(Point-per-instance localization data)
------

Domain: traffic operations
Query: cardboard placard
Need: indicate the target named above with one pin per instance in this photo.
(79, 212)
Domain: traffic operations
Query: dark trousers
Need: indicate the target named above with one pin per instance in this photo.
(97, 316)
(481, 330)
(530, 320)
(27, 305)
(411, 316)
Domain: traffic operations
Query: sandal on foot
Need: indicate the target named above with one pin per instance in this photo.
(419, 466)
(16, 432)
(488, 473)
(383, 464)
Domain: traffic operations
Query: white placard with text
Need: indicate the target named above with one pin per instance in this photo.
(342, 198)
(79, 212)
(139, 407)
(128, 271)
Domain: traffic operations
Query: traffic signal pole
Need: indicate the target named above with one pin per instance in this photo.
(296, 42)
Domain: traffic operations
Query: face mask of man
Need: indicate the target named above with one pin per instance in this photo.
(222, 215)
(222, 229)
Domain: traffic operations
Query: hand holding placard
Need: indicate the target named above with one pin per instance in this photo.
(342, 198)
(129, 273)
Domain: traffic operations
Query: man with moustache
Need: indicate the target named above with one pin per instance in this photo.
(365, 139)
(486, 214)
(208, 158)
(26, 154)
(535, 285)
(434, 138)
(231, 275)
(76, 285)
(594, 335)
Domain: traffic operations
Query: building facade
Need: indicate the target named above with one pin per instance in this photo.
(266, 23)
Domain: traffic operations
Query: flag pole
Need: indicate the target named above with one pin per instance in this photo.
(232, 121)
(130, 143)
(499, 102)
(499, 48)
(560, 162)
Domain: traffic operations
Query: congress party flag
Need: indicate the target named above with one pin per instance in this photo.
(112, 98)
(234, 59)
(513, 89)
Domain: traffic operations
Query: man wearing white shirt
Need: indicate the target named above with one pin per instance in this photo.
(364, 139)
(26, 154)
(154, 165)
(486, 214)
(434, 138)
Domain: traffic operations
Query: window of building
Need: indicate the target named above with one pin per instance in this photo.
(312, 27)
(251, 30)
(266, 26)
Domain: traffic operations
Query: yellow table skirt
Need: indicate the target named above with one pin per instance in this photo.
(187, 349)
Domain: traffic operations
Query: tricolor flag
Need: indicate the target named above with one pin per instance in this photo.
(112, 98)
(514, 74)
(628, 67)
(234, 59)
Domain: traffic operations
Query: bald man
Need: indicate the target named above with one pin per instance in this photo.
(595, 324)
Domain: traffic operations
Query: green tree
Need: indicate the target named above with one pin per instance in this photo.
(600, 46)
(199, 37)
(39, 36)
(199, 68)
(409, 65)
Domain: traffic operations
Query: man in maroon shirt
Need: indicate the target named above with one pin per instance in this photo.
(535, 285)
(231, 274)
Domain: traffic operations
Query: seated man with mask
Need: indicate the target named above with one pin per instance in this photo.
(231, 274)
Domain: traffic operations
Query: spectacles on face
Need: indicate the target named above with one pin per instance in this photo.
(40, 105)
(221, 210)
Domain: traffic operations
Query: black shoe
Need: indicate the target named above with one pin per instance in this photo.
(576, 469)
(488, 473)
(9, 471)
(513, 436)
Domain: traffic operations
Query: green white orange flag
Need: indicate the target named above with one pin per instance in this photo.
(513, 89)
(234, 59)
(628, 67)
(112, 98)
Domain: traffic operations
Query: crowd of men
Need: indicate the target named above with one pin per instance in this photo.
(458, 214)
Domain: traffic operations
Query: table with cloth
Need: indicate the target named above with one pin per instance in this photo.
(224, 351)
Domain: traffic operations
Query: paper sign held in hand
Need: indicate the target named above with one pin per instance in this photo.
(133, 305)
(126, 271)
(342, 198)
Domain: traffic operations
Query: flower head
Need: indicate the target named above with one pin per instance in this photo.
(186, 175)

------

Repeat the entries above verbatim.

Domain: traffic operations
Query: cardboard placard
Need: indicate the target named above with one pin per instance in this photo.
(79, 212)
Domain: traffic operations
Query: dark trousers
Need: indicate the target named above with one pin per instance in this photo.
(97, 316)
(481, 330)
(530, 320)
(27, 305)
(411, 316)
Domain: traffic operations
Query: sandal on foot
Need: indicate the target named above with one pin per instance in this photo.
(419, 466)
(16, 432)
(488, 473)
(383, 464)
Domain: traffic operations
Query: white placard with text
Need: indicate the target named above with one pin per instance in this photo.
(342, 198)
(79, 212)
(139, 407)
(128, 271)
Domain: traffic operations
Query: traffic signal pole
Need: indicate the target named above with one pin per instance in this photo.
(296, 42)
Domain: traffic operations
Query: face mask of man
Need: indicate the target named above with one pin per instance in this photo.
(222, 215)
(222, 229)
Domain: traffic operations
Query: hand holding placard
Need: indicate the target named above with one pin per instance in this photo.
(342, 198)
(129, 273)
Domain: traffic operations
Query: man with moustache
Need: indicate the target named above with one pin per instance in this photo.
(365, 139)
(486, 214)
(208, 158)
(26, 154)
(535, 285)
(434, 138)
(231, 275)
(76, 285)
(594, 335)
Domain: traffic operations
Query: building facade
Need: indicate the target named above with one pin per instance in this photo.
(266, 23)
Domain: traffic operations
Query: flag pole
Need: indicate the target named above with one pin per instance in this photo.
(232, 121)
(130, 143)
(499, 102)
(499, 48)
(560, 162)
Domain: traffic operations
Query: congress party flag
Need: indicate the target named above with one pin per instance in this photo.
(112, 98)
(234, 59)
(513, 89)
Domain: traffic operations
Query: man wearing white shirt
Need: indicate the target named above with one pin per instance in this photo.
(364, 139)
(26, 154)
(154, 165)
(486, 214)
(434, 138)
Domain: traffic operations
Query: window of building
Need: indicate the target named above with one pin per instance in this photo.
(312, 27)
(251, 30)
(266, 26)
Domain: traffic operations
Query: yellow table skirt
Need: indicate the target named above with one pin per instance in this photo.
(187, 349)
Domain: traffic operations
Query: tricolor flag
Need: indicate the target named above with one pin per instance in this photo.
(112, 98)
(514, 74)
(628, 67)
(234, 59)
Domain: traffic operations
Query: bald man
Need: indicate the target named above with one pin per instance in this photo.
(595, 324)
Domain: traffic operations
Query: green tree
Need: indicate the target named above with one pin per instance in this photo.
(600, 46)
(199, 37)
(39, 36)
(199, 68)
(409, 65)
Domain: traffic operations
Query: man in maroon shirt
Need: indicate the target named above with one pin per instance in this photo.
(535, 285)
(231, 274)
Domain: traffic operations
Query: seated man with mask
Need: indicate the target named above with one pin per instance in this photo.
(231, 274)
Domain: traffic operations
Query: spectacles on face
Need: indicate the target named above with one pin per instance in this photo.
(40, 105)
(221, 210)
Domain: traffic operations
Query: black shoe
Need: indicate the target named above with one pin per instance in this photo.
(576, 469)
(488, 473)
(9, 471)
(513, 436)
Domain: traffic operations
Query: green white orange flag
Need: indicate the target named above with one pin per instance in this photo.
(513, 89)
(234, 59)
(628, 67)
(112, 98)
Domain: traffic operations
Query: crowd of men
Need: indicate the target named above with one pin per instance in this photo.
(458, 214)
Domain: traffic operations
Query: table with cloth
Need: indicate the target named above with one pin per instance in this photo.
(224, 351)
Domain: traffic operations
Query: paper sign held in hand
Need: indicate the target named above with one pin per instance in this photo.
(133, 305)
(126, 271)
(342, 198)
Domain: traffic operations
Query: flower head
Need: indicate the target named above with one pin per instance in this photo.
(186, 175)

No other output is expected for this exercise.